◆ **REQUIRED TASK**: Filter the records below and copy out every line that contains the string "riding".

## start

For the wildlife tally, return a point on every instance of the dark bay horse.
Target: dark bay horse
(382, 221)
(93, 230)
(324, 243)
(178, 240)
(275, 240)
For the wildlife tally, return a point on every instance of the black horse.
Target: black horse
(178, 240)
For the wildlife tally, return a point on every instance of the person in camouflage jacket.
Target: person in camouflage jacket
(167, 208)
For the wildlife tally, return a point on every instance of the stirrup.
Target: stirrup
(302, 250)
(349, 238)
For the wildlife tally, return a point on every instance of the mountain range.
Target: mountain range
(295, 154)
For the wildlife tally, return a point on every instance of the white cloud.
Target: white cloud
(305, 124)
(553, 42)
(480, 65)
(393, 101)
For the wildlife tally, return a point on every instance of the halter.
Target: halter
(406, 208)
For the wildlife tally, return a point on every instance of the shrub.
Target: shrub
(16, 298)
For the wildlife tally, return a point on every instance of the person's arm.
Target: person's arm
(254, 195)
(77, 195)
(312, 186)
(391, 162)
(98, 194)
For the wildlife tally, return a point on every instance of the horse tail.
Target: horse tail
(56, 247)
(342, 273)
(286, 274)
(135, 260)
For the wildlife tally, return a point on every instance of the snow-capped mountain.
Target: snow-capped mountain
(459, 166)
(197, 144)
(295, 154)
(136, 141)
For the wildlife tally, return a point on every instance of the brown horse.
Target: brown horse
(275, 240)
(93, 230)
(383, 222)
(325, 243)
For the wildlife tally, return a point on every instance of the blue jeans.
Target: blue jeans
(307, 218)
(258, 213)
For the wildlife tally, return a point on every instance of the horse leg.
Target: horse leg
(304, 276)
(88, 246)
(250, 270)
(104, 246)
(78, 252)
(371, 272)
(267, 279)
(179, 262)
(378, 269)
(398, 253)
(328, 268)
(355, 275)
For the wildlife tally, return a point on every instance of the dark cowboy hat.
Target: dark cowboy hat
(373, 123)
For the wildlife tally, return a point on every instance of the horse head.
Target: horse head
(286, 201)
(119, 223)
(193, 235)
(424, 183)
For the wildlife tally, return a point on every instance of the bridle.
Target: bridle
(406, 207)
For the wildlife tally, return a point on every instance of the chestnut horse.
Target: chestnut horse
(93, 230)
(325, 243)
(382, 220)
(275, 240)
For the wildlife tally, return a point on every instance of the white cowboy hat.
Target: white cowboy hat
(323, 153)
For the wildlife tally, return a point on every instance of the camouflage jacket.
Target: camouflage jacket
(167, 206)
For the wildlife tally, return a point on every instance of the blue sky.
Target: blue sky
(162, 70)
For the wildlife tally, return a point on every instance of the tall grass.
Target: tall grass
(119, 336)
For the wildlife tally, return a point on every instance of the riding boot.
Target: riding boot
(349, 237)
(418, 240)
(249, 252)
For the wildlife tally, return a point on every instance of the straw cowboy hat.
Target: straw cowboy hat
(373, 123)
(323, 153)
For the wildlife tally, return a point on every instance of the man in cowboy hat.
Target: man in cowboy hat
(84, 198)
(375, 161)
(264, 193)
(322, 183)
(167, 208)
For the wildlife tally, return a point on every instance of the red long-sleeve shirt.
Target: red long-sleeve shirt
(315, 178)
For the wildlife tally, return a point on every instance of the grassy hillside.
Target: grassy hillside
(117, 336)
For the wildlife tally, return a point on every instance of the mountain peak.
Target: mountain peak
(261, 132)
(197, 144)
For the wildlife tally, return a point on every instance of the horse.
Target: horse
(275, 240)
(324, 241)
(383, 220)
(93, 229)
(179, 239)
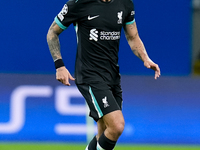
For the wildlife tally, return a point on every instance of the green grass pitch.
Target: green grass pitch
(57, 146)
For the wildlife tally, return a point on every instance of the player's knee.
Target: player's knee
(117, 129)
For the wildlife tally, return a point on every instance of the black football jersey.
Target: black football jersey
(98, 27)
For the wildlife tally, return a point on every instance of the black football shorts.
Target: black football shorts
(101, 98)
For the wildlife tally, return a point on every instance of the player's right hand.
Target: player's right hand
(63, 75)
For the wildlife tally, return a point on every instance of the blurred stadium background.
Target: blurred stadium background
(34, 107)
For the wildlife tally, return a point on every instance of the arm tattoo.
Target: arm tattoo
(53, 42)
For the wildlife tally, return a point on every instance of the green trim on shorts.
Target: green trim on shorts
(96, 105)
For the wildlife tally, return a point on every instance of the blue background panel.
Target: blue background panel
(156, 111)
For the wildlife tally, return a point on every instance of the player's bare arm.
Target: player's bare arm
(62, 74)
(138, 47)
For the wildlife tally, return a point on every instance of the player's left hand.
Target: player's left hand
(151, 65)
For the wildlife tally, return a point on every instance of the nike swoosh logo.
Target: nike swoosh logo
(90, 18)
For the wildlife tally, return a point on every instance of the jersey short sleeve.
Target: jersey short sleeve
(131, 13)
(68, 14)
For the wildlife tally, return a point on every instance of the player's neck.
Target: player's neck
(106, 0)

## end
## start

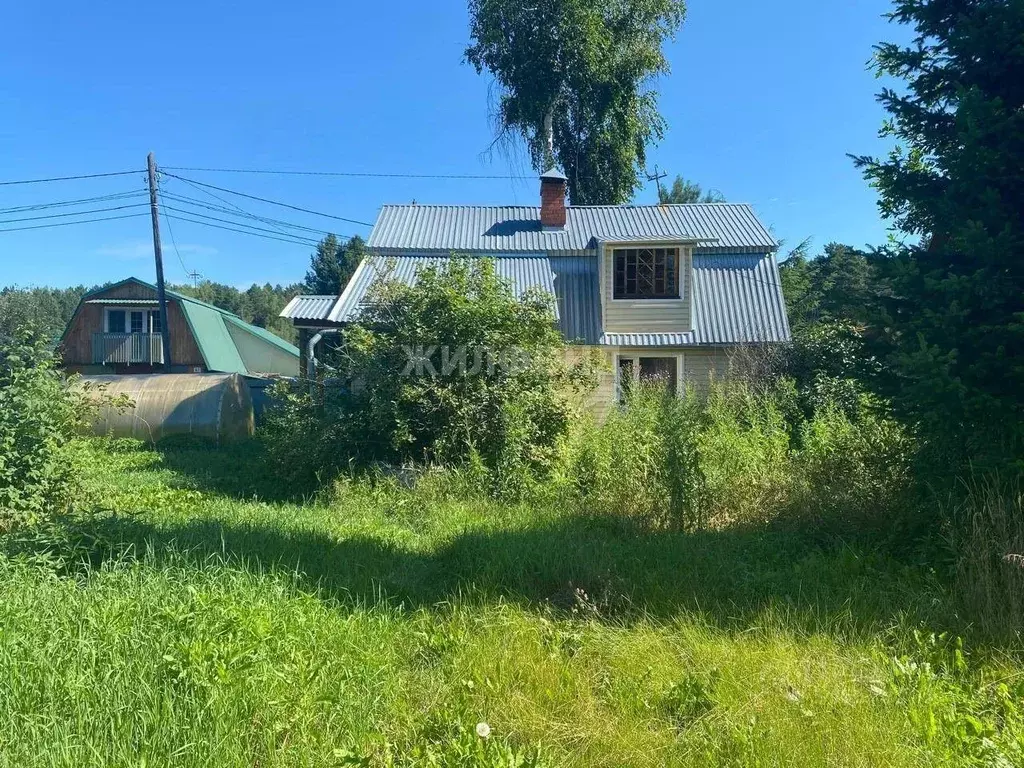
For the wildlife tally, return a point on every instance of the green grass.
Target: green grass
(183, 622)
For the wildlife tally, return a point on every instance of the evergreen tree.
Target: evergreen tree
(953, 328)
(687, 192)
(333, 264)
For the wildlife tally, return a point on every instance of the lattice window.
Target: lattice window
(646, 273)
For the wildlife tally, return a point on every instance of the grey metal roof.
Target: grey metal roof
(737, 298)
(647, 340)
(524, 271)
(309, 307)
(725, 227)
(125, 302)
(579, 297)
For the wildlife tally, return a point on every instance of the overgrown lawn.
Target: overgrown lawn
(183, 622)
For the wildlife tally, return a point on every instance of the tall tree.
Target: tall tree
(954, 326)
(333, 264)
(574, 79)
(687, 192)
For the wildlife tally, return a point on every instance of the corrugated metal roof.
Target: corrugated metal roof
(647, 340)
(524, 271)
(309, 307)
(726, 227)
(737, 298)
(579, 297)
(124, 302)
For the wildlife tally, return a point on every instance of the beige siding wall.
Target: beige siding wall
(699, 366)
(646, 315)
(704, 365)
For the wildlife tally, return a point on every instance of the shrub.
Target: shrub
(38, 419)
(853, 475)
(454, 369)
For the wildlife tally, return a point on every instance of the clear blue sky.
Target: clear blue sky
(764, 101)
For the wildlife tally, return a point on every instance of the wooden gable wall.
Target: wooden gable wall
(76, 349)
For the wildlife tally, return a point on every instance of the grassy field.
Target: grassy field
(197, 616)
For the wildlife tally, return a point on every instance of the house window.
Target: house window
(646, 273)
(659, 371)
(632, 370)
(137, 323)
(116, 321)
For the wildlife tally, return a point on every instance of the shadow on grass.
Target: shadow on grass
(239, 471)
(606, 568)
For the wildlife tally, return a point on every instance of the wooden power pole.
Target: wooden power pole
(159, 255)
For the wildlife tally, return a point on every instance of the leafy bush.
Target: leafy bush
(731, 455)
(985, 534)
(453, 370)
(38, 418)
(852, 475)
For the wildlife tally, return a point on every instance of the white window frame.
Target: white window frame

## end
## start

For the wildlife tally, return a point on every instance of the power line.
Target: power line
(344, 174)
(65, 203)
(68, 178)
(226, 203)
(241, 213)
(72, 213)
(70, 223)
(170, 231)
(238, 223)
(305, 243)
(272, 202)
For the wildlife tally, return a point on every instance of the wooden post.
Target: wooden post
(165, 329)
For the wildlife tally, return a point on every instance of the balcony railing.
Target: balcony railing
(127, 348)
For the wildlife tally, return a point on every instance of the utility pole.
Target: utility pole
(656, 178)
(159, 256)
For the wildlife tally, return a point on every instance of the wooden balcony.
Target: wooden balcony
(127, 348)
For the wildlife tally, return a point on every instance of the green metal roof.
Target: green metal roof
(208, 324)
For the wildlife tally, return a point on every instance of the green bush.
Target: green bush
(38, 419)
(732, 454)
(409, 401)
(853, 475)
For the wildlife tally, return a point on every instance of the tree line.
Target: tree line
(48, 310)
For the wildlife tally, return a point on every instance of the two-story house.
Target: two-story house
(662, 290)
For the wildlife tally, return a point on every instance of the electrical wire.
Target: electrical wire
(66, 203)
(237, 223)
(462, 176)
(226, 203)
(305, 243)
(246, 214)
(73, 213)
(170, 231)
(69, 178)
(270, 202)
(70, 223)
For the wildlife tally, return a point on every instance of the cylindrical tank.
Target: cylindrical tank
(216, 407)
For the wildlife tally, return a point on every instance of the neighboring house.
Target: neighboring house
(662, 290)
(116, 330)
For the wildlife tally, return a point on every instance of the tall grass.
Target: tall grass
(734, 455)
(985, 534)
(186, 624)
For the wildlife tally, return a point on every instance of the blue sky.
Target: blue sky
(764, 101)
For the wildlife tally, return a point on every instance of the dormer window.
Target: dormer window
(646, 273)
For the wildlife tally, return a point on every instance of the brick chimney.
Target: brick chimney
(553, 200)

## end

◆ **ANSWER IN FULL**:
For the wildlife tally, return a point on every instance of the riding boot.
Target: riding boot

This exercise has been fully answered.